- MATERIAL FOR THIS TASK -
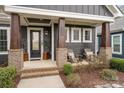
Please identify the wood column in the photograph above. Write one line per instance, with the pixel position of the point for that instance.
(105, 35)
(105, 50)
(61, 51)
(61, 35)
(15, 42)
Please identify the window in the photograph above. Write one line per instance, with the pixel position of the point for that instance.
(87, 35)
(67, 34)
(4, 40)
(117, 44)
(76, 35)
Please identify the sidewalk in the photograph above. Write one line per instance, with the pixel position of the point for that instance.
(42, 82)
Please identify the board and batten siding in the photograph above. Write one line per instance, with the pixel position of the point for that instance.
(79, 46)
(84, 9)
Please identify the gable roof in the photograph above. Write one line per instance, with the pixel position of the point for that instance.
(114, 10)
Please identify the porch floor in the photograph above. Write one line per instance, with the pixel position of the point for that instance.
(39, 64)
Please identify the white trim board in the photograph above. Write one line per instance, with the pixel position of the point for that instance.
(52, 48)
(67, 34)
(54, 13)
(28, 40)
(8, 40)
(72, 35)
(120, 35)
(90, 30)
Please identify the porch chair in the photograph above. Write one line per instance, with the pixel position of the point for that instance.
(71, 56)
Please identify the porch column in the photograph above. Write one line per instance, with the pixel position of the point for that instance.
(105, 50)
(61, 51)
(15, 57)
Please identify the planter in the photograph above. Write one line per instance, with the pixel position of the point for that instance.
(45, 56)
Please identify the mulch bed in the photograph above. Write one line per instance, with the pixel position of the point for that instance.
(92, 78)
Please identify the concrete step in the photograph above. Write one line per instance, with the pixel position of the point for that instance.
(30, 70)
(37, 72)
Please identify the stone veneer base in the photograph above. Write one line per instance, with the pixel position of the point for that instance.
(106, 54)
(15, 58)
(61, 56)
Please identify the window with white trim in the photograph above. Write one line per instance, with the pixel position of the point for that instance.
(75, 35)
(4, 44)
(117, 44)
(67, 34)
(87, 35)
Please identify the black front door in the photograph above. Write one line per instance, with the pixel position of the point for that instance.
(35, 39)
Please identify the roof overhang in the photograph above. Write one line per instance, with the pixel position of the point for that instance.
(114, 10)
(57, 14)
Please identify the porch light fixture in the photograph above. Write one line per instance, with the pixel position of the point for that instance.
(38, 21)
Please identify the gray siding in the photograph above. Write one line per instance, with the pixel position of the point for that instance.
(85, 9)
(24, 38)
(114, 55)
(76, 47)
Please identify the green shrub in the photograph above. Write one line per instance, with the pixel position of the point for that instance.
(7, 75)
(109, 74)
(117, 63)
(68, 69)
(73, 80)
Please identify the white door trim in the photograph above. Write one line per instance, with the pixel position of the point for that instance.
(28, 40)
(52, 45)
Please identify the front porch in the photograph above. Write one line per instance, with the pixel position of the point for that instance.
(60, 41)
(39, 64)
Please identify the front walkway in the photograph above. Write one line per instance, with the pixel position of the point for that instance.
(42, 82)
(39, 64)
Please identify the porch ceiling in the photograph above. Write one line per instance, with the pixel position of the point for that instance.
(70, 17)
(55, 20)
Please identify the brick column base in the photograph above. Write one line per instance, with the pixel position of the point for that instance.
(15, 58)
(61, 56)
(106, 55)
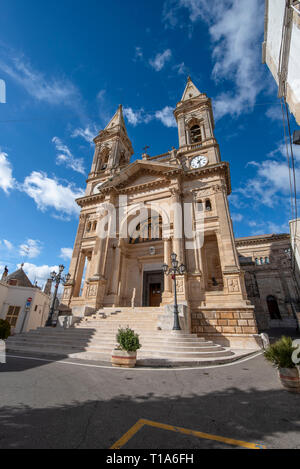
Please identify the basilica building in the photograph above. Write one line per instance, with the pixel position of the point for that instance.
(135, 215)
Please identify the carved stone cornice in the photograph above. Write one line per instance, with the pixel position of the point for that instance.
(254, 240)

- WHAT IS BEING ASKED -
Above are records to transcribe exactly; leave their pictures out.

- CORRECT ANSWER -
Please identify the wood column in the photograph above. Write one line per instance, with the pixel position of the point for that instance.
(105, 35)
(105, 50)
(61, 51)
(61, 35)
(15, 42)
Please identify the window in the photograph above. Write one line per instance, with the pixel position of the point for that instance.
(87, 35)
(67, 34)
(4, 40)
(117, 44)
(76, 35)
Please identify the sidewalk in the photograph above. Write one line per instance, with the pixel position of the point for that instance.
(42, 82)
Please identify the board and batten siding in the photograph above. Write one line per instance, with the pixel position of the point for that instance.
(79, 46)
(84, 9)
Please identify the gable roof in the photograph above. Write one line per instance, with the pixel position of the point for that instance.
(114, 10)
Please identify the porch floor in the photograph above. Write one line per instance, with the pixel position of the point for that instance.
(39, 64)
Please identify the white trim board in the photograph above. Write one line per instance, with the pixel position of the point for that instance.
(52, 48)
(67, 34)
(54, 13)
(28, 40)
(8, 40)
(72, 35)
(120, 35)
(90, 30)
Please identify the porch chair in the photograph above. Write one line per instance, with the pixel position of the point for that instance.
(71, 56)
Please identify the porch column in the photograph above. Write one line per instance, with the pixel position of the point for that instance.
(105, 50)
(61, 51)
(15, 57)
Please identify the planter in the photograph above. Write one line per instance, with the pixel position of the point for that instance.
(45, 56)
Please identify the mulch bed in the photograph above. Write one line per instance, with the pixel position of the point for that instance.
(92, 78)
Please identify the concrete step in the photograph above. Write one line per instance, with the pixel position of the point for that instance.
(30, 70)
(37, 72)
Please identify the stone veneer base in the photograph above. Write one line per instance, with the pixel position of the point for that instance.
(106, 54)
(15, 58)
(61, 56)
Please identify the window with white trim in the photograph above. Write one line per instance, with the pixel position of the point for that instance.
(75, 35)
(4, 44)
(117, 44)
(67, 34)
(87, 35)
Please identify the black front door in the photograph above. Write one line per instance, with the pixel position of the point for that instance.
(35, 39)
Please identify the roof overhang in the photograph above. Write one line per instance, with the pixel position of the point for that instance.
(114, 10)
(57, 14)
Please identify the porch light fixture in the photograph above. Write one line per instance, with the pixel position of the point for that instance.
(38, 21)
Please identify the gray siding in the photograph above. Write one line per instance, with the pixel position of the point for that instance.
(85, 9)
(24, 38)
(114, 55)
(76, 47)
Please identify the green shrub in the photograph above. Write one line per instance, with the pixel position of the point for that instance.
(7, 75)
(109, 74)
(117, 63)
(68, 69)
(73, 80)
Please identify the white door trim in the photograph above. Write one line per instance, with the pixel position of the point for that instance.
(28, 40)
(52, 45)
Please identify the front porch in the photograph above. Write one line per instance, with the pixel position of the point for that instance.
(60, 41)
(39, 64)
Please identify the front walkway in the photograph above. Write one line per instance, with the pixel position of the point for that instance.
(42, 82)
(39, 64)
Please identify the porch ceiling in the photograph above. Write one line per instance, with the pixel position of the point for that instance.
(70, 17)
(55, 20)
Please identify the brick column base in the photograph above. Write one line per instance, with the pixel position of the point for that instance.
(15, 58)
(61, 56)
(106, 55)
Please identify the basilica building in the photograph above. Write one line per instance, with the pixel position of the point for that instance.
(135, 215)
Please identify the carved stone cornice in the photograph above. Write one line per instance, with the pixel position of the point for that instance.
(254, 240)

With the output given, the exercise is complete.